#### Angezeigter Text

Donnerstag, 7. Mai 2009

Jakobsweg - 07.05.2008: Fromista => Carrión de los Condes

In der Herberge war ich wie immer recht früh aufgewacht, war aber wacker im Bett geblieben, weil ich auf das Frühstück warten wollte, das erst zu einer bestimmten Zeit beginnen würde (ich weiß jetzt nicht mehr, wie spät). Dort ließ ich mir dann wieder besonders viel Zeit - in mein Heft hatte ich dann abends geschrieben, dass es wohl offensichtlich Leute gab, die ich nicht mochte und diese erst von dannen ziehen lassen wollte, heute kann ich mich an besonders Vorfälle nicht erinnern, aber was meine Reaktionen auf Unsympathlinge angeht, kann ich mir das sehr gut vorstellen, sobald mir jemand als unsympathisch auffällt (und das waren auf dem Weg dann doch einige, und der Weg gab mir nicht die Ruhe oder Demut, da irgendwann anders zu reagieren), versuche ich, möglichst weit weg zu sein, auch wenn das heißt, dass ich eine viertel Stunde länger frühstücke, nur um der Person nicht auf dem Weg zu begegnen.

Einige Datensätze
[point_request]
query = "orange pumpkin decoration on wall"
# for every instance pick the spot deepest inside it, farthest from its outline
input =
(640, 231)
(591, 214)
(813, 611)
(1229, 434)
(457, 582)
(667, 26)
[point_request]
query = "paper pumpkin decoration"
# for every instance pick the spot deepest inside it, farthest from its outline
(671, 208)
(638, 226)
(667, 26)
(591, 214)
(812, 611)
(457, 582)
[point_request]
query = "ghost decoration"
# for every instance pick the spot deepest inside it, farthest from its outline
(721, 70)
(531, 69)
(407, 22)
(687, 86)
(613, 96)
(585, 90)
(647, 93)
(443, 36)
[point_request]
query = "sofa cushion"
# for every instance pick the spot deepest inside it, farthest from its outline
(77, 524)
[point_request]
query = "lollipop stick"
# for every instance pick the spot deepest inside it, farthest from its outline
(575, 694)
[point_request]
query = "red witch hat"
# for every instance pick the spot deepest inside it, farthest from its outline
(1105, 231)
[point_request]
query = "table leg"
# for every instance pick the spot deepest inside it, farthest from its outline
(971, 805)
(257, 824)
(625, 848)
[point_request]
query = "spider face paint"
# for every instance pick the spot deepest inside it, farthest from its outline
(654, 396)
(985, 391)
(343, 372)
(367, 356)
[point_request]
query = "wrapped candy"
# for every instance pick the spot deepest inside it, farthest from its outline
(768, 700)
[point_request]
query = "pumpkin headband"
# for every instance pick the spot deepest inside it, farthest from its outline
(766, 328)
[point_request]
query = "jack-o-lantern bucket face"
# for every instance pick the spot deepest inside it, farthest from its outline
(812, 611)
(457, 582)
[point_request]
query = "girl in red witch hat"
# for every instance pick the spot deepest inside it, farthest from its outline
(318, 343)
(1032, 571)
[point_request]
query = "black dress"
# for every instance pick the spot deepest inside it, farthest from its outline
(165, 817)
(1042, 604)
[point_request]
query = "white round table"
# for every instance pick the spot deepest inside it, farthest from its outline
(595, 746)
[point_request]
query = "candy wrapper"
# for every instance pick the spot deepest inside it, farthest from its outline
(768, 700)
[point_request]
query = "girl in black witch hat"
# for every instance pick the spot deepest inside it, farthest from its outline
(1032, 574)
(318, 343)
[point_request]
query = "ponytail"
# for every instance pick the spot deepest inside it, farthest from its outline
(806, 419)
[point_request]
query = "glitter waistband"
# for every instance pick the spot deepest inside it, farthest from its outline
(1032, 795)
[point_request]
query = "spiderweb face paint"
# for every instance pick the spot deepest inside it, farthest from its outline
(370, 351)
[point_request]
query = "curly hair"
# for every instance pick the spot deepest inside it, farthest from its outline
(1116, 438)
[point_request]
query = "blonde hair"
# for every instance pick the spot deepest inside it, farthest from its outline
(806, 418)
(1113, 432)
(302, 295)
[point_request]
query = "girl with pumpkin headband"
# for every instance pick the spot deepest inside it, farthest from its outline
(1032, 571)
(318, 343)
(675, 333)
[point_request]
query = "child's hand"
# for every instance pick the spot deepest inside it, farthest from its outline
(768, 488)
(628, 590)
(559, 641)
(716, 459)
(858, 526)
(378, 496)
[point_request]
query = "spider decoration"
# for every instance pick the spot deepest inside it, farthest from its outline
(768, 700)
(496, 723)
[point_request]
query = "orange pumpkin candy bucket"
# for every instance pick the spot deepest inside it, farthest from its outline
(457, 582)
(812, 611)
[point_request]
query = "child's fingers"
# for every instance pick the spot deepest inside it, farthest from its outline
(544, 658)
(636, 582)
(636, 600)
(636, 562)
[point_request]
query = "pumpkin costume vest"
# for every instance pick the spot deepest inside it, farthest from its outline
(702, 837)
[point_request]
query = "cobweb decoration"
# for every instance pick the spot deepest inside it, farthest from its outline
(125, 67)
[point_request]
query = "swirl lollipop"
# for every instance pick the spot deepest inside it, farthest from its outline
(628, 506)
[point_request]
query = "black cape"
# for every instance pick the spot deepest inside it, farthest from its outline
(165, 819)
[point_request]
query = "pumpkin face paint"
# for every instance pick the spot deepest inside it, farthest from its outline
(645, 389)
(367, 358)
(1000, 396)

#### Aufgabe
Wie lautet dieser Satz aus dem Tagebucheintrag zum Jakobsweg auf Englisch: „In der Herberge war ich wie immer recht früh aufgewacht, war aber wacker im Bett geblieben, weil ich auf das Frühstück warten wollte, das erst zu einer bestimmten Zeit beginnen würde (ich weiß jetzt nicht mehr, wie spät).“? Die Liste hat mit dem Tagebucheintrag zum Jakobsweg nichts zu tun.

#### Antwort darauf
At the hostel I had woken up quite early as always, but had bravely stayed in bed because I wanted to wait for breakfast, which would only begin at a certain time (I no longer remember what time).